DESCRIPTION OF THE TASK => List as a numbered list the lines of the data below, from the line containing "Where in the photo above do you see the ruined" through the line containing "[464,230,512,308]", with both of those lines included and all blank lines omitted.

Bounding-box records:
-*-
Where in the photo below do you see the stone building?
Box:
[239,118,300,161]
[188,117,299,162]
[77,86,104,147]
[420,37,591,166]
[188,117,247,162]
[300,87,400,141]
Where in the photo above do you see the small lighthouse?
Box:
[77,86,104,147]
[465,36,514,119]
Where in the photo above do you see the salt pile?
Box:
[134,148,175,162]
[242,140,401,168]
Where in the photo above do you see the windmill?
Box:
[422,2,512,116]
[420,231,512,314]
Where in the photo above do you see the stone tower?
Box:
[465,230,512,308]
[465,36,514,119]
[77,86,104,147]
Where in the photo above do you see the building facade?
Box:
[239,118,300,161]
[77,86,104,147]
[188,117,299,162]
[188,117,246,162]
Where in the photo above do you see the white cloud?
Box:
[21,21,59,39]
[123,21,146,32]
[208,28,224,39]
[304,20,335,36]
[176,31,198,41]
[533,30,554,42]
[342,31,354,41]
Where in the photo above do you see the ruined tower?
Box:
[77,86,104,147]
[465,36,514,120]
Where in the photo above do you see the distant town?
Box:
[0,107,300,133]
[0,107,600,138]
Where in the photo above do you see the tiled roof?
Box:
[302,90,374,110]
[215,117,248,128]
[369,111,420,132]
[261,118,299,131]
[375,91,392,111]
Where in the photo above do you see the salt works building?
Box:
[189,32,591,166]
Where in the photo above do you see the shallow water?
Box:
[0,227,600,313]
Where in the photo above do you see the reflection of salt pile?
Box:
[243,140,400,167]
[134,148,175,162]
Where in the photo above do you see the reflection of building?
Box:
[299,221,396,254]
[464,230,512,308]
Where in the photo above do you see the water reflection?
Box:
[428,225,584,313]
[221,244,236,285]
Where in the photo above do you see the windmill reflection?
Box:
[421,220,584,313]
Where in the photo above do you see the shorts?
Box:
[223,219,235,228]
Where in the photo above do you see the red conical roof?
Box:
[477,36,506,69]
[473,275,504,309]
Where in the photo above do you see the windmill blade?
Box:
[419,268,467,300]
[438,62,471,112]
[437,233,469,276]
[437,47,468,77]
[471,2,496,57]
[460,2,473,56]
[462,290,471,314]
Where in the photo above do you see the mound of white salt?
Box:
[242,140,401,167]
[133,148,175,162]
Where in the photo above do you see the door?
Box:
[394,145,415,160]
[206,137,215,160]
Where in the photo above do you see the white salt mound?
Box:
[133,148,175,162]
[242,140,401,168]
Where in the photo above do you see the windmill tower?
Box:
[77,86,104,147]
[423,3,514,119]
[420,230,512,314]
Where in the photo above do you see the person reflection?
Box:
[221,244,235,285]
-*-
EXERCISE SOLUTION =>
1. Where in the photo above do you see the ruined tower?
2. Box:
3. [77,86,104,147]
4. [465,36,514,120]
5. Where in the photo above do you see the distant town?
6. Box:
7. [0,107,300,133]
8. [0,107,600,138]
9. Where in the photo above do you see the tiled roof?
10. Box:
11. [302,90,374,110]
12. [215,117,248,128]
13. [369,111,420,132]
14. [261,118,299,131]
15. [375,91,392,111]
16. Where in the photo above do you see the salt works building?
17. Box:
18. [189,32,591,166]
19. Where in the photo above do you see the shallow water?
20. Box:
21. [0,227,600,313]
22. Where in the photo above do you see the reflection of salt pile?
23. Box:
24. [243,140,400,167]
25. [134,148,175,162]
26. Where in the photo above do you see the reflection of building?
27. Box:
28. [299,221,396,254]
29. [464,230,512,308]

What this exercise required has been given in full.